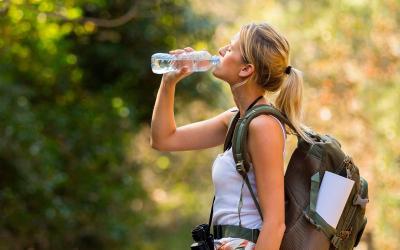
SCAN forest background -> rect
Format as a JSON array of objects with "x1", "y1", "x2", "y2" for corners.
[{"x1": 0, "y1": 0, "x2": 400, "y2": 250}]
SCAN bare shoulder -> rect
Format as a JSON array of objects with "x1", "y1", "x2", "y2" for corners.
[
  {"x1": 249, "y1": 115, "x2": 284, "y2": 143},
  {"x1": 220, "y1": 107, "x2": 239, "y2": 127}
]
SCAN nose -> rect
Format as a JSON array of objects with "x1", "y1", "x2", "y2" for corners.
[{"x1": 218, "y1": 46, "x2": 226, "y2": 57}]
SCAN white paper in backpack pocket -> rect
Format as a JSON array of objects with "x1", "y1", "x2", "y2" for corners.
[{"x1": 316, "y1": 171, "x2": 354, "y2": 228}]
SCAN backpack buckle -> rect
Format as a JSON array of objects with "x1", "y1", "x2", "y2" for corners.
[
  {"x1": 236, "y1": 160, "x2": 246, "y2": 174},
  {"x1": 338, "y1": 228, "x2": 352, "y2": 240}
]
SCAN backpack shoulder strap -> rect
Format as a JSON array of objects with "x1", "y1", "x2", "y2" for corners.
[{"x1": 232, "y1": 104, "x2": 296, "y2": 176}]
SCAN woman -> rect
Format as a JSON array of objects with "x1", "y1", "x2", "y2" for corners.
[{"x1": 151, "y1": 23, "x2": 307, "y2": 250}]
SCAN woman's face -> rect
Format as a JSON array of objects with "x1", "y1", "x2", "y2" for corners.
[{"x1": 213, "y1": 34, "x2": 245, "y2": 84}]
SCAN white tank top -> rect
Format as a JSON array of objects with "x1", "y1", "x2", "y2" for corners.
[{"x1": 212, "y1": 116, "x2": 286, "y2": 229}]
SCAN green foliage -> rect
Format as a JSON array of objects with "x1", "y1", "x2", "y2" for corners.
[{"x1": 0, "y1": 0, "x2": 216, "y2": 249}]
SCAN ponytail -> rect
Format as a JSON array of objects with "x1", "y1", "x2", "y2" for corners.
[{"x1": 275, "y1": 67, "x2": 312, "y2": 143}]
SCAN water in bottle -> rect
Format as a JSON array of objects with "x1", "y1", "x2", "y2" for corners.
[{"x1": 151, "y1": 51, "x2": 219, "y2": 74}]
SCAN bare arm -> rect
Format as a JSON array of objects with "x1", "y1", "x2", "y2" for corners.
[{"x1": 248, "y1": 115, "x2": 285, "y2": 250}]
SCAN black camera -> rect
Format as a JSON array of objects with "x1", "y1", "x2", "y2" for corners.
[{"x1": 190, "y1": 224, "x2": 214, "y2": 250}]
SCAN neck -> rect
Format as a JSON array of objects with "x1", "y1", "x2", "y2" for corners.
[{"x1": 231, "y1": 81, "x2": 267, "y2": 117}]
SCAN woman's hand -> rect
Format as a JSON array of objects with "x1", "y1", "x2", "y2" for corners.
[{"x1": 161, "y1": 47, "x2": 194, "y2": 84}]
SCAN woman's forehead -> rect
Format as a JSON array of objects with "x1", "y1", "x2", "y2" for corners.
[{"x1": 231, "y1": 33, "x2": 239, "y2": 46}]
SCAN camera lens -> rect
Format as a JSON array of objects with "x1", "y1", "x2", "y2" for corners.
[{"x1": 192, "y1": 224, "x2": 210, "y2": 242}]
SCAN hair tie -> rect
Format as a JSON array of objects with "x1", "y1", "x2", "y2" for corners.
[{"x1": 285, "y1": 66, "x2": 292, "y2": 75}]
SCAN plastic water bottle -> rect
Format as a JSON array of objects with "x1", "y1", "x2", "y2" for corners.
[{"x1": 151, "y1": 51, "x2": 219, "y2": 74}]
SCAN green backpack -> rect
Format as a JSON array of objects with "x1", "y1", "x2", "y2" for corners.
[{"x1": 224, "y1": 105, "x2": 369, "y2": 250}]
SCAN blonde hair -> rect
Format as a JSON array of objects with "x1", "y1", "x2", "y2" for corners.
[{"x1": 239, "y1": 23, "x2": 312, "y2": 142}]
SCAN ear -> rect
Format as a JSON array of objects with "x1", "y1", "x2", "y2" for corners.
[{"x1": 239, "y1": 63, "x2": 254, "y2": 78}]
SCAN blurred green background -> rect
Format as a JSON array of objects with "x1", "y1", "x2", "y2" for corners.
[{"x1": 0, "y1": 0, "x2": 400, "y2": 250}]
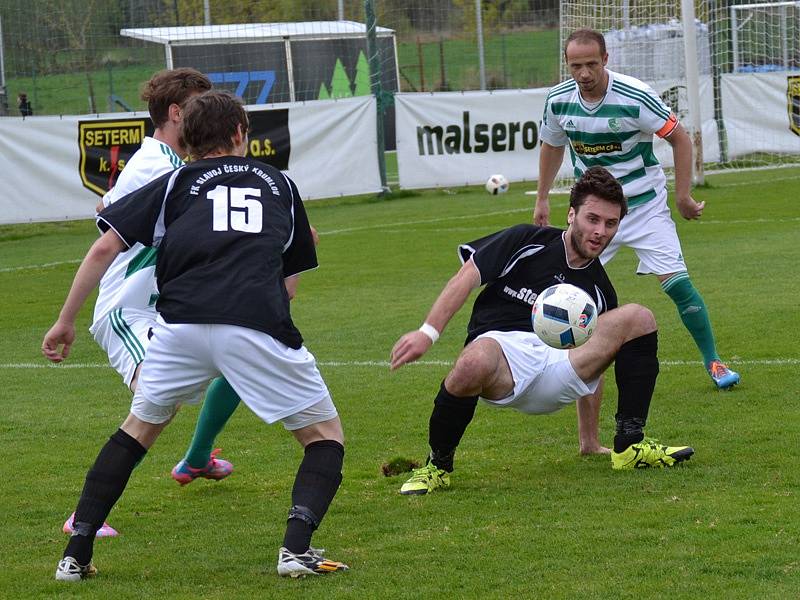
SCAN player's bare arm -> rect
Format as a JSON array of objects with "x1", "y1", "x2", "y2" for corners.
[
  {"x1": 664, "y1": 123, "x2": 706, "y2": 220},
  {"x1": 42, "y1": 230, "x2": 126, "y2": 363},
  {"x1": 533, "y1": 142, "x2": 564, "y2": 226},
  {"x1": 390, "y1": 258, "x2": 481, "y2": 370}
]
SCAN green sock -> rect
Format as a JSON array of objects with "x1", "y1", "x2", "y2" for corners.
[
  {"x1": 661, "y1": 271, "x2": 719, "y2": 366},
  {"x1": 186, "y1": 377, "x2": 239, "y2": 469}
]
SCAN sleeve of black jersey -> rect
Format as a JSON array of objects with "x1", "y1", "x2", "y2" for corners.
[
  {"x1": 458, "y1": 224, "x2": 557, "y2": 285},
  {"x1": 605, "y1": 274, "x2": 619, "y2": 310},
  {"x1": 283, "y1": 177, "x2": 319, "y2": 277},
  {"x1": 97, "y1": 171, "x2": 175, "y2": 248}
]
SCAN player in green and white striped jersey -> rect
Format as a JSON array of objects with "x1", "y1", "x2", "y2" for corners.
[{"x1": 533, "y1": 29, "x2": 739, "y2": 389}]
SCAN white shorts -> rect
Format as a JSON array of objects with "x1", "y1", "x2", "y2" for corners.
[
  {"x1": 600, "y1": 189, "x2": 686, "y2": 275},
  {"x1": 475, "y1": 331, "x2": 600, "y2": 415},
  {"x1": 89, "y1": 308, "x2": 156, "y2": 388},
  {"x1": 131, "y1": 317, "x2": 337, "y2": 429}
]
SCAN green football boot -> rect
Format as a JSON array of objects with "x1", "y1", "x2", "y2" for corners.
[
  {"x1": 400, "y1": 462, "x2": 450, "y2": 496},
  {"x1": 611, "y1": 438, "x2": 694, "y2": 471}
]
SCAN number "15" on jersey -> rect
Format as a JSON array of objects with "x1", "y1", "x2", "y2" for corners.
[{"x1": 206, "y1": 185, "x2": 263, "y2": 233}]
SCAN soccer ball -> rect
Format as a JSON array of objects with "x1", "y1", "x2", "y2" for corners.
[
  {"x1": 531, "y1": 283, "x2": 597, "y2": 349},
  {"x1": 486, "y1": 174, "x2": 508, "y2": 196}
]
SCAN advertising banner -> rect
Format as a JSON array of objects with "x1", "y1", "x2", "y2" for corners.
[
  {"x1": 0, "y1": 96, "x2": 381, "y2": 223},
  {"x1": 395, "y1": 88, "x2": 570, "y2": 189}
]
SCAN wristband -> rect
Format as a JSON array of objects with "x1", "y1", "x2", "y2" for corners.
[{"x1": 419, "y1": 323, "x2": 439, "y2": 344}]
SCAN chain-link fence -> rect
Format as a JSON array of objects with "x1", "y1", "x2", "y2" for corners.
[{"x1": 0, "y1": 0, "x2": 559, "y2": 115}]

···

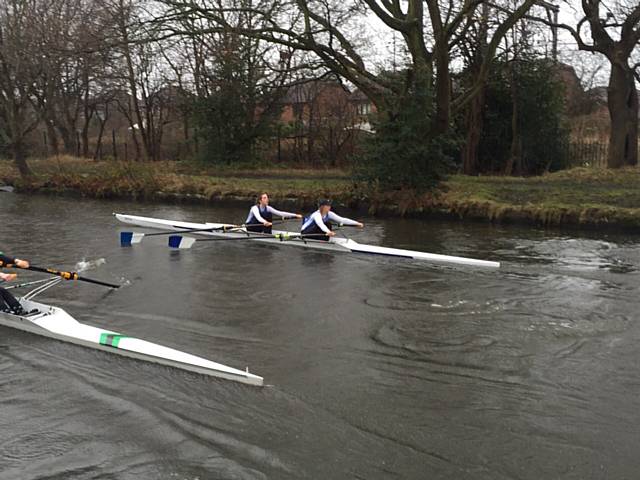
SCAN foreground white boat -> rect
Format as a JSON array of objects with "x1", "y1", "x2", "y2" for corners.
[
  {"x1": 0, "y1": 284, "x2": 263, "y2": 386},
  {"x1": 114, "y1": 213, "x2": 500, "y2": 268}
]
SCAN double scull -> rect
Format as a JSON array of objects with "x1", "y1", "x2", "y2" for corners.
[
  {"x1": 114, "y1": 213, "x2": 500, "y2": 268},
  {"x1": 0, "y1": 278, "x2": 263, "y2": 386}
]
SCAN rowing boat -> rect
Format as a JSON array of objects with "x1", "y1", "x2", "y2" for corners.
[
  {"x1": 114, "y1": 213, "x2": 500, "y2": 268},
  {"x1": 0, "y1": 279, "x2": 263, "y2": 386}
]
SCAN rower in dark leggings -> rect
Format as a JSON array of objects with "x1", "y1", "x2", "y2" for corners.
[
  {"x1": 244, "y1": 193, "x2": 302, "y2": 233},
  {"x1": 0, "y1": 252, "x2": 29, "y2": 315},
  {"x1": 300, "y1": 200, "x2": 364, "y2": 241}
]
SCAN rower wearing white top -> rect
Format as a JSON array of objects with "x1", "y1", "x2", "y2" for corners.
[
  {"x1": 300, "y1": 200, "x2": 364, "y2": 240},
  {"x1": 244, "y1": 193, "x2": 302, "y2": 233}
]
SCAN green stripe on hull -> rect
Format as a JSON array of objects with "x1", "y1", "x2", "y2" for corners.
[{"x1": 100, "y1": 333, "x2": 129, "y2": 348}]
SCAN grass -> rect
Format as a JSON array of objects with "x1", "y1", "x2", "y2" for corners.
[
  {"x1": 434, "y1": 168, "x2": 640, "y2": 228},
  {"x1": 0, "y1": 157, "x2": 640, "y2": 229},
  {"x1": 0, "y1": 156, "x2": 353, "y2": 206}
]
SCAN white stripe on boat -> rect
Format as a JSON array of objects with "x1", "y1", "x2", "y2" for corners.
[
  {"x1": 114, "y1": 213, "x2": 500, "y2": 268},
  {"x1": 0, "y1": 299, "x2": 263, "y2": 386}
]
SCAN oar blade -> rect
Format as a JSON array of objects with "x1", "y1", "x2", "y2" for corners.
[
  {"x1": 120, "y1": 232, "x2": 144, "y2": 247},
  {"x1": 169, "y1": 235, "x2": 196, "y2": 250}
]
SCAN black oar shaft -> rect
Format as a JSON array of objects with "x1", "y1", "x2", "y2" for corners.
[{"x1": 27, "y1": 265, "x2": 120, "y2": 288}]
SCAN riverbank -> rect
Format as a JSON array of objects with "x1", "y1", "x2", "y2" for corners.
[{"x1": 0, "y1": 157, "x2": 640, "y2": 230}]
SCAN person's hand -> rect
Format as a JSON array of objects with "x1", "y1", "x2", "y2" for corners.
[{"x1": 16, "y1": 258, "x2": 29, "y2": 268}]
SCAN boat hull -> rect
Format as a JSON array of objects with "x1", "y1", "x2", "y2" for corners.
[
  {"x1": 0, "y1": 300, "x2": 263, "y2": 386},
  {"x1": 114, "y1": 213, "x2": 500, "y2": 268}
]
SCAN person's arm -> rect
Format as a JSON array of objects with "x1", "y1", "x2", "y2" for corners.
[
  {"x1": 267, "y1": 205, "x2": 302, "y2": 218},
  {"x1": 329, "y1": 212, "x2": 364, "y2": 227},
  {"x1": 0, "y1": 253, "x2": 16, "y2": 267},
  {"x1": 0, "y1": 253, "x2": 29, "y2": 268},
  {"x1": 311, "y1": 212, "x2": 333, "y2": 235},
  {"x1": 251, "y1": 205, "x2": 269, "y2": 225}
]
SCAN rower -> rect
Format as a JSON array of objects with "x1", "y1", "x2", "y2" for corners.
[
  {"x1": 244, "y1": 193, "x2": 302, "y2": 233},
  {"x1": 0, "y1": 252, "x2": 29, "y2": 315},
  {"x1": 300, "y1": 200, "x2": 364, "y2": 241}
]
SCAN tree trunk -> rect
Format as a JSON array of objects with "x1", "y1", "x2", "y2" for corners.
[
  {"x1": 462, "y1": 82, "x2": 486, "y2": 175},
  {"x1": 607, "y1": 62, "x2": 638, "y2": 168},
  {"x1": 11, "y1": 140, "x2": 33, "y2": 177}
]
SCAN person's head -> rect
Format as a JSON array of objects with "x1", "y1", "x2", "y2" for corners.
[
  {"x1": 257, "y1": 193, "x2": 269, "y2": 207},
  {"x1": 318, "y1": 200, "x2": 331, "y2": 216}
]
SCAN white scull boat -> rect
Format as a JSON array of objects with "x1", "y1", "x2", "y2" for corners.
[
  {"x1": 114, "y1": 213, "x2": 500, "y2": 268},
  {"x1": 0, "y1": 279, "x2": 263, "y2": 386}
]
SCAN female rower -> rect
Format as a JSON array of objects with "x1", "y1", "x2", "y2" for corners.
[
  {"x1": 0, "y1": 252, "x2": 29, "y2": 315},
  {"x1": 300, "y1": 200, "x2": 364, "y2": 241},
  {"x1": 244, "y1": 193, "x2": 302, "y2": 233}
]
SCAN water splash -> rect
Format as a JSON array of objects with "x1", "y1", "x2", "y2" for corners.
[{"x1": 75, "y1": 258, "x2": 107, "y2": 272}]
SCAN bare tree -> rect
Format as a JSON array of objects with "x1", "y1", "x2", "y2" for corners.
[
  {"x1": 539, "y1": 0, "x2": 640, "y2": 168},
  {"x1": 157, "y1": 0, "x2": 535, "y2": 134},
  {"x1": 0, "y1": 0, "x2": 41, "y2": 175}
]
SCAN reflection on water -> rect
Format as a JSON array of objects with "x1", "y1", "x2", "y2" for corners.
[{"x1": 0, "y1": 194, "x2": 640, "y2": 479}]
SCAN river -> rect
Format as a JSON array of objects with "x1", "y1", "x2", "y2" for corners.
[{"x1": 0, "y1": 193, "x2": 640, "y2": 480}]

···

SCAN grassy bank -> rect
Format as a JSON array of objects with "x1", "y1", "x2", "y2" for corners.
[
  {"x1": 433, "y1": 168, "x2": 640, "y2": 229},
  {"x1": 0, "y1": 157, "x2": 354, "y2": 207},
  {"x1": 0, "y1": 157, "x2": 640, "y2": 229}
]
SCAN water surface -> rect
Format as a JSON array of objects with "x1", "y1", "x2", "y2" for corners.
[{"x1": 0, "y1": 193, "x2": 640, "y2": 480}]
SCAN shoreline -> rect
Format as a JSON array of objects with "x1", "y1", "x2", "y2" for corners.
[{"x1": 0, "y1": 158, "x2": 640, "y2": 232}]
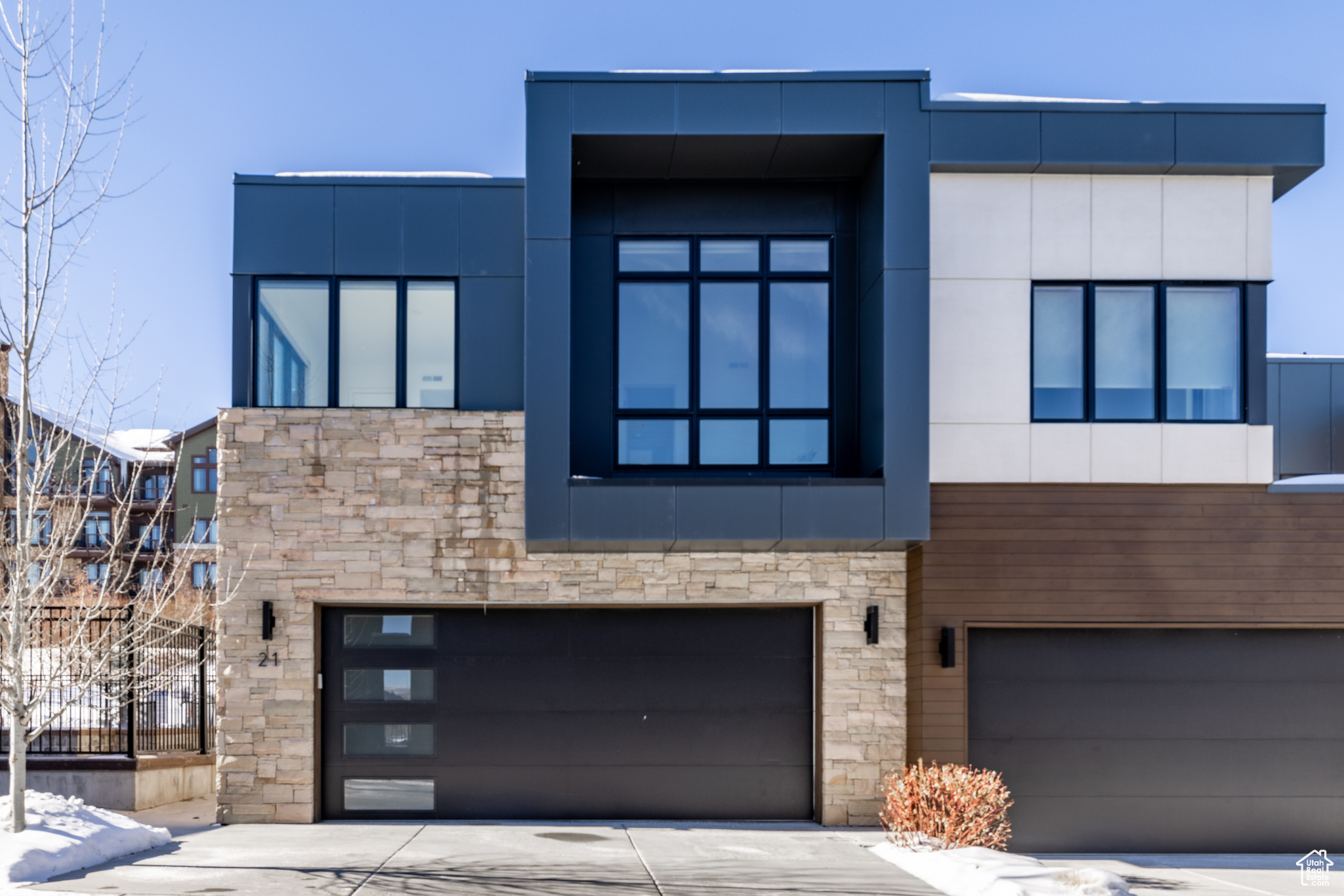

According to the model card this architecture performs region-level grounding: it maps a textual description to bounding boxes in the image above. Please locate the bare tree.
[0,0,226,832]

···

— GOAL OF THE EXERCISE —
Extract verbatim the lines of the material that begin with the line containing "SCAN water surface -> rect" and continue through the line containing "[0,0,226,832]", with both of those lines included. Omit the pictures from your answer.

— THE REPLY —
SCAN water surface -> rect
Format as a JSON array of objects with "x1", "y1", "x2", "y2" for corners.
[{"x1": 0, "y1": 193, "x2": 640, "y2": 480}]
SCAN shoreline -> rect
Format as a JSON array of objects with "x1", "y1", "x2", "y2" for corners.
[{"x1": 0, "y1": 158, "x2": 640, "y2": 232}]

According to the model card this architecture performs region-level grounding: it maps a textual description to bounding boxes in the image above. Please locate the bare tree.
[0,0,226,832]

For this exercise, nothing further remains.